• **Selected text**:
Home waters - Merchant marine

British, Australian and Japanese warships quickly sank or neutralised the German cruisers in the Pacific and Indian Oceans at the outbreak of the First World War. That largely removed the need for the New Zealand government to intervene much beyond chartering ships as transports and hospital ships. It waited until January 1917 to ban the press from reporting shipping movements – and even then, only for overseas ships bound for Northern Hemisphere ports.

New Zealand was out of reach of German U-boats, so the only ship to raid local waters was the auxiliary cruiser (converted freighter) SMS Wolf. In June 1917 it seized and sank two ships, the Union Company's Wairuna and an American schooner, off the Kermadec Islands. Mines it laid off the coast later claimed two more vessels. On 18 September 1917 the Port Kembla struck one of Wolf's mines and sank off Cape Farewell, without loss of life. Then on 26 June 1918 the trans-Tasman liner Wimmera sank off Cape Maria Van Diemen with the loss of 26 lives.

• **Using the information**:
**1.** Answer these from the home waters text:
(a) In what month and year did the government ban the press from reporting shipping movements?
(b) Off which islands did Wolf seize and sink the Wairuna?
(c) How many lives were lost when the Wimmera sank?
**2.** Please copy the home waters text starting at "British, Australian and" and ending at "Northern Hemisphere ports.", swapping "transports" for "troopships".

• **Information shown**:

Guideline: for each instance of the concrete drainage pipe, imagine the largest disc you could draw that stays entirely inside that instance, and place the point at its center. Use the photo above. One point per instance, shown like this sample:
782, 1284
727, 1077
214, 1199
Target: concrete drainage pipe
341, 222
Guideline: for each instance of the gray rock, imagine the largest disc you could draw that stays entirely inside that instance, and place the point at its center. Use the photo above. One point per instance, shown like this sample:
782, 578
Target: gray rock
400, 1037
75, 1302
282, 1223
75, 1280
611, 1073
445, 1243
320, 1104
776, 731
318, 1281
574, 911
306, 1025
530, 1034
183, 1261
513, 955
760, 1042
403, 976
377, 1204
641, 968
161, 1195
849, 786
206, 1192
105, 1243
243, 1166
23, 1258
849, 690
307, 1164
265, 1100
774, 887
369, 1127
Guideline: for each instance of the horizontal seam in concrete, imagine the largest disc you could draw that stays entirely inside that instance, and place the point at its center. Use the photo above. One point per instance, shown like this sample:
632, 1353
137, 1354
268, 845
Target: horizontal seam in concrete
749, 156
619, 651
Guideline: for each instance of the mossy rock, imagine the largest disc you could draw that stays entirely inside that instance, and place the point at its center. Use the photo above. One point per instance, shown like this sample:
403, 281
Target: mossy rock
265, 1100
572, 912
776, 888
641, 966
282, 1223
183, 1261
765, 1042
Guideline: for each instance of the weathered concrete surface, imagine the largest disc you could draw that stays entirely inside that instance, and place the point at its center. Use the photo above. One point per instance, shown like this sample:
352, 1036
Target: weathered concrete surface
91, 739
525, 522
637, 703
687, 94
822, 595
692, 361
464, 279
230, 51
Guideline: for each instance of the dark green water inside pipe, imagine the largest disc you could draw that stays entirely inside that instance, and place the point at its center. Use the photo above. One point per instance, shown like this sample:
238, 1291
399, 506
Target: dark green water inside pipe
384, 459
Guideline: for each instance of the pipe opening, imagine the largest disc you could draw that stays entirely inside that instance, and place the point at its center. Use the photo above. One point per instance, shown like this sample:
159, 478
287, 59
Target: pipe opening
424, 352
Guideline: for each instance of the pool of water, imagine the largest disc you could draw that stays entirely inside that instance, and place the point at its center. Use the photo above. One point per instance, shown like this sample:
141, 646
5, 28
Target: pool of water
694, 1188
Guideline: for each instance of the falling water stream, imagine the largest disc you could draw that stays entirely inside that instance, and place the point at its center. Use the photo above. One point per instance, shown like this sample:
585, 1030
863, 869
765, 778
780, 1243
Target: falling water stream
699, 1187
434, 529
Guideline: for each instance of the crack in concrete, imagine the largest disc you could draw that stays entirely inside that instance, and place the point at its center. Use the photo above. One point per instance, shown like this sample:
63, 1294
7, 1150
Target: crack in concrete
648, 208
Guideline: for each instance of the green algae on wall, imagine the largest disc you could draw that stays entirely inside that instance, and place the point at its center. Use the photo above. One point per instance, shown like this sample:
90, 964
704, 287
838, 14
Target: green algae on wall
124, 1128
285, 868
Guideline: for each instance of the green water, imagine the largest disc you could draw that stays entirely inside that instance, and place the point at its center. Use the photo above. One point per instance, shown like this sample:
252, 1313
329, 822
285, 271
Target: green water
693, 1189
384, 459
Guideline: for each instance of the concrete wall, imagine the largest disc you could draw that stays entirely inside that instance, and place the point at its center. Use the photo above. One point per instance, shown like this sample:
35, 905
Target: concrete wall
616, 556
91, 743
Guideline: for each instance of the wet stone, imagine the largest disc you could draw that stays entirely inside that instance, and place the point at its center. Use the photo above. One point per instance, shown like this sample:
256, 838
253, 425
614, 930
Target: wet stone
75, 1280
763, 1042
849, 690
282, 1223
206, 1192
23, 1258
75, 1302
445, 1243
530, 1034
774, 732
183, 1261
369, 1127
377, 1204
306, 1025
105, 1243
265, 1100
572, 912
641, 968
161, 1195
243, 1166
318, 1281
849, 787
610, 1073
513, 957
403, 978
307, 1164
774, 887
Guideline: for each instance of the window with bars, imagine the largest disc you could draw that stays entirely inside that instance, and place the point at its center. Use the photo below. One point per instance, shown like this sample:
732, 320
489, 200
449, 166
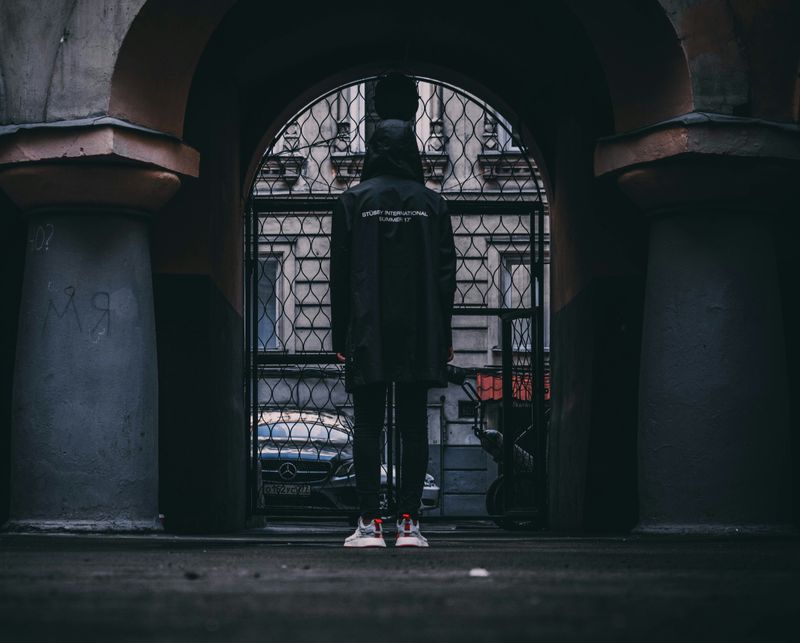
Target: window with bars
268, 302
515, 286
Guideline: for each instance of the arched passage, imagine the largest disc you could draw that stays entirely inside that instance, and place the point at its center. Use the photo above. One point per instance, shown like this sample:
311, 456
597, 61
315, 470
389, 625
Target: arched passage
239, 92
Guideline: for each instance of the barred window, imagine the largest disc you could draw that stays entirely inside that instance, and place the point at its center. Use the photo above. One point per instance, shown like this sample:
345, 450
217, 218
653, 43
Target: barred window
268, 313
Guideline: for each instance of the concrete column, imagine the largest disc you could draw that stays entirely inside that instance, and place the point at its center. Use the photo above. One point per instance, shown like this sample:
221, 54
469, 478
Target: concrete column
84, 442
714, 440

• **Responses per task**:
**1.**
(a) January 1917
(b) The Kermadec Islands
(c) 26

**2.**
British, Australian and Japanese warships quickly sank or neutralised the German cruisers in the Pacific and Indian Oceans at the outbreak of the First World War. That largely removed the need for the New Zealand government to intervene much beyond chartering ships as troopships and hospital ships. It waited until January 1917 to ban the press from reporting shipping movements – and even then, only for overseas ships bound for Northern Hemisphere ports.